_DOCUMENT SECTION_
Numerous people who should have written about Jesus who either did not or whom the Christians did not preserve any words include:

  • Philo (ca. 25 BCE - ca. 50 CE): In nearly every list of people who should have mentioned Jesus but didn't, he appears. Philo had strong connection to both the Priesthood in Judea and the Herodian Dynasty; even if he himself didn't live in Jerusalem he had communication with those who did. Eusebius in his The History of the Church even claimed Philo not only knew the apostles but met Peter himself in Rome. Philo wrote a five volume account (c40 CE) regarding his embassy to Caligula and the events leading up to it and yet the volume that covered Pontius Pilate's rule of Judea in detail was one of the three volumes not preserved by the Christians, so if Philo did mention Jesus the Christian copyists didn't preserve it.
  • Damis, author of Apollonius of Tyana, a philosopher and mystic who was a contemporary with Jesus.

_EXTRACTED MATERIAL_

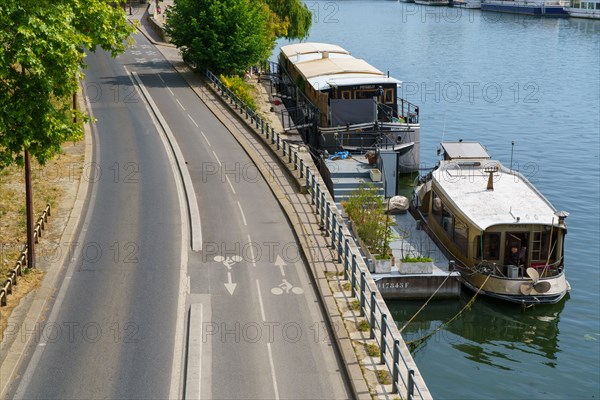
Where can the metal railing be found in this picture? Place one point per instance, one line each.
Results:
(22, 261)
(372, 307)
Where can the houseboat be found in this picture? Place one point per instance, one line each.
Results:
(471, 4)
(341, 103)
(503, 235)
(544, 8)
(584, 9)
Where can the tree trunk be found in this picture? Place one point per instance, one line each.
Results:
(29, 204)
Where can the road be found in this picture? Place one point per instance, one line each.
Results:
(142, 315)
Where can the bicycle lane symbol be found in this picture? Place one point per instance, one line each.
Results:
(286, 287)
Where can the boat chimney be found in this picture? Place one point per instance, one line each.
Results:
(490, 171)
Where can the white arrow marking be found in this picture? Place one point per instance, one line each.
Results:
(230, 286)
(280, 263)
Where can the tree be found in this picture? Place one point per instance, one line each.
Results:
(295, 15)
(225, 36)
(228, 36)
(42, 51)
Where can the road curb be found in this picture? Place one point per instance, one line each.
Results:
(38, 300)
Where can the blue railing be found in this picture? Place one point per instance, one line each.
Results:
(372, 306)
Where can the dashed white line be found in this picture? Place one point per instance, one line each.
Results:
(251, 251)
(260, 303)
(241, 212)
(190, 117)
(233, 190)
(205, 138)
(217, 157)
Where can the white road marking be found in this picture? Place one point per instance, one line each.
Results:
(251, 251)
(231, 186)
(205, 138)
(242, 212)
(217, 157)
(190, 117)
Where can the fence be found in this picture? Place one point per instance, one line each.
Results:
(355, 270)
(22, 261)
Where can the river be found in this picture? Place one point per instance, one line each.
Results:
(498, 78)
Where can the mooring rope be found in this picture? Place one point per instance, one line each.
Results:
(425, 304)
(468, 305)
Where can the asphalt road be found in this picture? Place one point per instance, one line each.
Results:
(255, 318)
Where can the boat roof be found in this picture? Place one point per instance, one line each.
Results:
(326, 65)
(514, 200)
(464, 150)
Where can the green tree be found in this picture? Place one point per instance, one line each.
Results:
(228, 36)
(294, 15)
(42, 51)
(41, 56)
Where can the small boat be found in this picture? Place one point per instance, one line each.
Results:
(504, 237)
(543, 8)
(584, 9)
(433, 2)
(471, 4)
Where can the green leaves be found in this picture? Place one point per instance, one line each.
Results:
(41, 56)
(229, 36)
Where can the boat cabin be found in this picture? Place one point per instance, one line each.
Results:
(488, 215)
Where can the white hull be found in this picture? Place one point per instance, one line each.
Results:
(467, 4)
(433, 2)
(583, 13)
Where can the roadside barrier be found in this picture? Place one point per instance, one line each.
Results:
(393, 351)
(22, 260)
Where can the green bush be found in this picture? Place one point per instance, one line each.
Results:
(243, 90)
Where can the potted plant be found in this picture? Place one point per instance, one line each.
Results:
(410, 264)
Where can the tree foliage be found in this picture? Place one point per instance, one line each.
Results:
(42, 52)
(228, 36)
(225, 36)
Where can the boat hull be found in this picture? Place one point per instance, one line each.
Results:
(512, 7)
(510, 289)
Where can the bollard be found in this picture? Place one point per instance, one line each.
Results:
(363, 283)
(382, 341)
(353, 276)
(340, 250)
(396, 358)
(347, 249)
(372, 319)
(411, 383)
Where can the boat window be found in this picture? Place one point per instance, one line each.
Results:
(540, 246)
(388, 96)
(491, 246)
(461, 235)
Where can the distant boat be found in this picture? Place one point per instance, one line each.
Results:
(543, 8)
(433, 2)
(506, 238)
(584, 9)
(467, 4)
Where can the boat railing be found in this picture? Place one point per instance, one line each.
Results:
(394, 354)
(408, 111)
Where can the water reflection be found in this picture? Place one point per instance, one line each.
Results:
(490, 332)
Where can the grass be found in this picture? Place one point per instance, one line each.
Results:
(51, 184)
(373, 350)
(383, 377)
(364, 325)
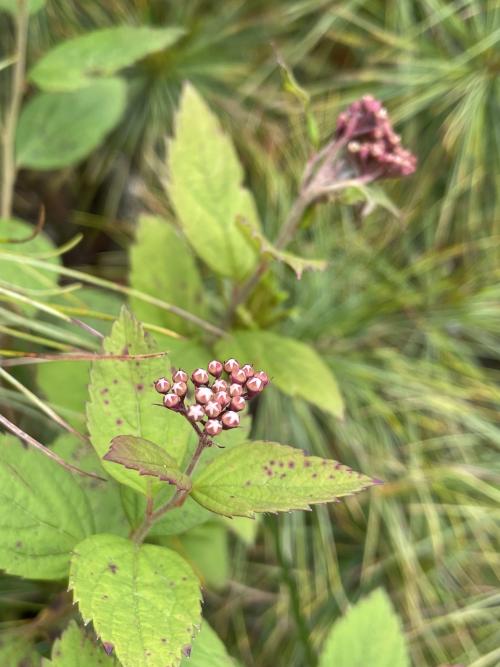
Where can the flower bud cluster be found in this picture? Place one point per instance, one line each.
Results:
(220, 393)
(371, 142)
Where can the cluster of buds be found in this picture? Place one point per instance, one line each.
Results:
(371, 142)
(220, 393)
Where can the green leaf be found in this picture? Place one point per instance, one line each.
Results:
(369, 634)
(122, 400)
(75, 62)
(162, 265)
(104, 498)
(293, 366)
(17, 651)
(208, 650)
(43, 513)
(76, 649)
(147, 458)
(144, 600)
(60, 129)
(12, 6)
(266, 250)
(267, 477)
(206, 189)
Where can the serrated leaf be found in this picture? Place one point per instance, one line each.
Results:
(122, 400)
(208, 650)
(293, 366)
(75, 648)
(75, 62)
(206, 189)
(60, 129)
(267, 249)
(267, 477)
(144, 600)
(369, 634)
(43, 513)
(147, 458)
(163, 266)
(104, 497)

* * *

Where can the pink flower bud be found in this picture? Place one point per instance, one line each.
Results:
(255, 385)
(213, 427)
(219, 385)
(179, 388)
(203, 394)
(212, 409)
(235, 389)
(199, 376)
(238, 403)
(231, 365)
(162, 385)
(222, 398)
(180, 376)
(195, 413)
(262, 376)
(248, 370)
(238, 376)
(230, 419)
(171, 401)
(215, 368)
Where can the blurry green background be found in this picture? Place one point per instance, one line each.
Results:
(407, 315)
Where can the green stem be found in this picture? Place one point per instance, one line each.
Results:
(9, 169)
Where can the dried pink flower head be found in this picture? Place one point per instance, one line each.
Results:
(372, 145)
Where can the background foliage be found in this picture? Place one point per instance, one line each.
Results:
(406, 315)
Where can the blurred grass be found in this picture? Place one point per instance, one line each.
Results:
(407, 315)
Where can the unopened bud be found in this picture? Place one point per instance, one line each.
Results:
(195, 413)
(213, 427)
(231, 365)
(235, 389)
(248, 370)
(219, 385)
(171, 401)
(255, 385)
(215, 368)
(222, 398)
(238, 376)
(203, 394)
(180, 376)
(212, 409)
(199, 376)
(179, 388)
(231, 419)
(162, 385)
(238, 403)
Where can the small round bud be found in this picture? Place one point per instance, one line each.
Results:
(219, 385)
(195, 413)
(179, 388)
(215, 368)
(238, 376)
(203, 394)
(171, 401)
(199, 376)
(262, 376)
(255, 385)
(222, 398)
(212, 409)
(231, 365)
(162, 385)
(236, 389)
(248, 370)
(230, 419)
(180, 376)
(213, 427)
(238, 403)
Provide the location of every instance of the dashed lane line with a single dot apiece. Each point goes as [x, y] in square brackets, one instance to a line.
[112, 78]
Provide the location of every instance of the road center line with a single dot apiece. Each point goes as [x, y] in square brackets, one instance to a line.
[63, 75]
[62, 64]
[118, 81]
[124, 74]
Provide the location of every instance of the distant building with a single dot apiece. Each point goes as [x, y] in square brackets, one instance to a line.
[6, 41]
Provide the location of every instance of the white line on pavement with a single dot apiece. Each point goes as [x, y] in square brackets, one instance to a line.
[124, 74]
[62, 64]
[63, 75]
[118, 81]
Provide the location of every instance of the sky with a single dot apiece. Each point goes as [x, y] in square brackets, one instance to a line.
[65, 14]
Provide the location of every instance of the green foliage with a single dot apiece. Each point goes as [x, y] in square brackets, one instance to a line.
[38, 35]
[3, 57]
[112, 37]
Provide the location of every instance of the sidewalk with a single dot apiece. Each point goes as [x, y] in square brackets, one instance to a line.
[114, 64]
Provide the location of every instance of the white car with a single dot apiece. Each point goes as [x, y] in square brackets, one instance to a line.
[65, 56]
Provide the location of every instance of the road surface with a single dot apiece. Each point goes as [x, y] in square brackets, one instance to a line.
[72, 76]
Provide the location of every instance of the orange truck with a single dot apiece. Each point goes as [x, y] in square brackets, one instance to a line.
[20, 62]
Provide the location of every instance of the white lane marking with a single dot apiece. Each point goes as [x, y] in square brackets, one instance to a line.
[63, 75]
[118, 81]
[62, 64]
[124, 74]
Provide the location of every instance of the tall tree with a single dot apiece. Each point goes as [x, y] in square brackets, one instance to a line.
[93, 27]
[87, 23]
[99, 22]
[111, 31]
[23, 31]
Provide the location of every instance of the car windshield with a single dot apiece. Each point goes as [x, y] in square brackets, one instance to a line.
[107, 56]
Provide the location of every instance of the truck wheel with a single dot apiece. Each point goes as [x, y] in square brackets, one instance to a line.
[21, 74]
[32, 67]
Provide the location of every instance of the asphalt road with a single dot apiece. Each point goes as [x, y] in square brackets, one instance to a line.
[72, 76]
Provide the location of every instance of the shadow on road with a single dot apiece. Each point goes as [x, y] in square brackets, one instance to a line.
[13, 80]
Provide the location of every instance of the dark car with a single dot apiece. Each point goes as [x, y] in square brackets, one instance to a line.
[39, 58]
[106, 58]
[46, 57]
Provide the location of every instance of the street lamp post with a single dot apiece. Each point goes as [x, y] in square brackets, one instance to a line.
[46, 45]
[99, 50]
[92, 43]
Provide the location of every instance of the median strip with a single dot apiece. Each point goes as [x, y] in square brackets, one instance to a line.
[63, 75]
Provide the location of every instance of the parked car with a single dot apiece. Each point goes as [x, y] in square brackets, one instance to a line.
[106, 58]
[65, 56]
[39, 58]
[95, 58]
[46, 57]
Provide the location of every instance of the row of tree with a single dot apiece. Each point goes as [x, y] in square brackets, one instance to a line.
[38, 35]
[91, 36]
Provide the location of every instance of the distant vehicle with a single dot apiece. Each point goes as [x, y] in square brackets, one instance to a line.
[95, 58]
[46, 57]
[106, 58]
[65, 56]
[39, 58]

_INSTRUCTION_
In the text on writers who might have mentioned Jesus:
1. Who claimed that Philo met Peter in Rome, and in what work?
2. How many volumes did Philo's account of his embassy to Caligula have, and how many of them were not preserved?
3. What work is Damis named as the author of?

_EXPECTED OUTPUT_
1. Eusebius, in The History of the Church.
2. Five volumes, three of which were not preserved.
3. Apollonius of Tyana.